::: DATA FOR THIS EXERCISE :::
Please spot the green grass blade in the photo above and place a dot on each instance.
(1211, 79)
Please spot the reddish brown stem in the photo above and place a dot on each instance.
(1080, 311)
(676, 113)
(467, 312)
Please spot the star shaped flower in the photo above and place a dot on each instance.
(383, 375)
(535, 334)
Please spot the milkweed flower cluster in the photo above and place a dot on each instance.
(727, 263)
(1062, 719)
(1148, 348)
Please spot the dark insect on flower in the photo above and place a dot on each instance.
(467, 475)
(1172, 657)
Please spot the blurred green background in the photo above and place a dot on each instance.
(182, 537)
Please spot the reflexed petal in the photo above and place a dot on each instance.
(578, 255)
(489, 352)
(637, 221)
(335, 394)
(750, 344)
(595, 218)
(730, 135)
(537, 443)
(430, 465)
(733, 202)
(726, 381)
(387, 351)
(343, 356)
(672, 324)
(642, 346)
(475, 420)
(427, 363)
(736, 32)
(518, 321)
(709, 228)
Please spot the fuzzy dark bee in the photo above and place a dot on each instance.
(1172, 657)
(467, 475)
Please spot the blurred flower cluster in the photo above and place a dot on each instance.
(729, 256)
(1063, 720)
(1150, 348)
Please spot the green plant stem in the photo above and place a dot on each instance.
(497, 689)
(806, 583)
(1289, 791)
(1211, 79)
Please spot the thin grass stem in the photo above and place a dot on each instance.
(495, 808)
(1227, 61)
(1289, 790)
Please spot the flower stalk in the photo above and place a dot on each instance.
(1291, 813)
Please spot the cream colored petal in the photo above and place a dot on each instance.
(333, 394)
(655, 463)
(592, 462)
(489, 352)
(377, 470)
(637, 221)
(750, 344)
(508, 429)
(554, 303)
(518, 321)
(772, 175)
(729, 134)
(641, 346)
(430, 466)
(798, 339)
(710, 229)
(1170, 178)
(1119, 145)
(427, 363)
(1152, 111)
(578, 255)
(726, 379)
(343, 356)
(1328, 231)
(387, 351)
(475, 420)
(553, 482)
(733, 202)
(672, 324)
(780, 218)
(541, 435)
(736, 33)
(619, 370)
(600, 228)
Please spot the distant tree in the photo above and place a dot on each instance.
:::
::: DATA FOR THIS EXERCISE :::
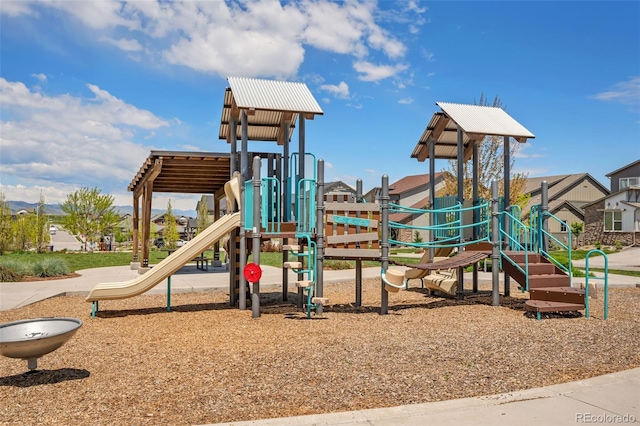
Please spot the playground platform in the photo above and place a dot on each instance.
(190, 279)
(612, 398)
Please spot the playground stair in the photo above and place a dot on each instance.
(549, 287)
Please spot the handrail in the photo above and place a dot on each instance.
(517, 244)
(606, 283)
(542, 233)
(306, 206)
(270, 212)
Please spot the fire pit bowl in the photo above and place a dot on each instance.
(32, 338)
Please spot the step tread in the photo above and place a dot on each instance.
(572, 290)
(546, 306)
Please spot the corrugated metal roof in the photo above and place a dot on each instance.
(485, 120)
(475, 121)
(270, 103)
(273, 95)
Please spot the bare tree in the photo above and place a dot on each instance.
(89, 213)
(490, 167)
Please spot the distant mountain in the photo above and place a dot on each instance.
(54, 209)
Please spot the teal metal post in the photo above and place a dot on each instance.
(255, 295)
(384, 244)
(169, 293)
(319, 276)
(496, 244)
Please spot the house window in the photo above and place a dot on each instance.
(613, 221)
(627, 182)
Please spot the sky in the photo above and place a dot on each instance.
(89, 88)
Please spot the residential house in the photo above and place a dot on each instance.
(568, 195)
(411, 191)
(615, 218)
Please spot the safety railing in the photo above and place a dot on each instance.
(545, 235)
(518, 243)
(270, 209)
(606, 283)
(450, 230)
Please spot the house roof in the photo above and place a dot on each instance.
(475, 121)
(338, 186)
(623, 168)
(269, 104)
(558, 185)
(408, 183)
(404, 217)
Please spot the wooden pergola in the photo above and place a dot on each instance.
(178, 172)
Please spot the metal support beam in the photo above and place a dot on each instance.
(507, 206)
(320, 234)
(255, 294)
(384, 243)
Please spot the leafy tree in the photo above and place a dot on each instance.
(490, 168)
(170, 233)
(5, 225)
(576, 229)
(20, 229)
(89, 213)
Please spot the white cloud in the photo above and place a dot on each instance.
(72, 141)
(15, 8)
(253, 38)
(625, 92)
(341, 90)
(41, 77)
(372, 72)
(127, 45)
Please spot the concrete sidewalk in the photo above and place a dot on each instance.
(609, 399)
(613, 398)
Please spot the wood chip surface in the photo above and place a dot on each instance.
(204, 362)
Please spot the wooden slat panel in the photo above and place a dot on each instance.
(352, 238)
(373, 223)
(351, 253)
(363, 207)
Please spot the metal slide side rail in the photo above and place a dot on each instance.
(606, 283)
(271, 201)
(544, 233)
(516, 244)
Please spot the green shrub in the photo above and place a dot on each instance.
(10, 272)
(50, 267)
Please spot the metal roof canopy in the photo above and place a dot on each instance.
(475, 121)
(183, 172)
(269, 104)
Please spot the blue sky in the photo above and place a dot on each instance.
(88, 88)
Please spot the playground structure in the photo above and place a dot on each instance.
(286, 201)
:::
Reproduce the rows above from the line with "Please spot the green plant" up to and including the line with "(1291, 813)", keeping each line unchanged.

Please spot the green plant stem in the photo above and place a dot on each instance.
(497, 689)
(806, 583)
(1289, 791)
(1211, 79)
Please spot the thin grass stem in the photo above and place a dot on each instance.
(495, 808)
(1227, 61)
(1289, 790)
Please spot the flower stalk in the photo above and place a dot on each instance.
(1291, 813)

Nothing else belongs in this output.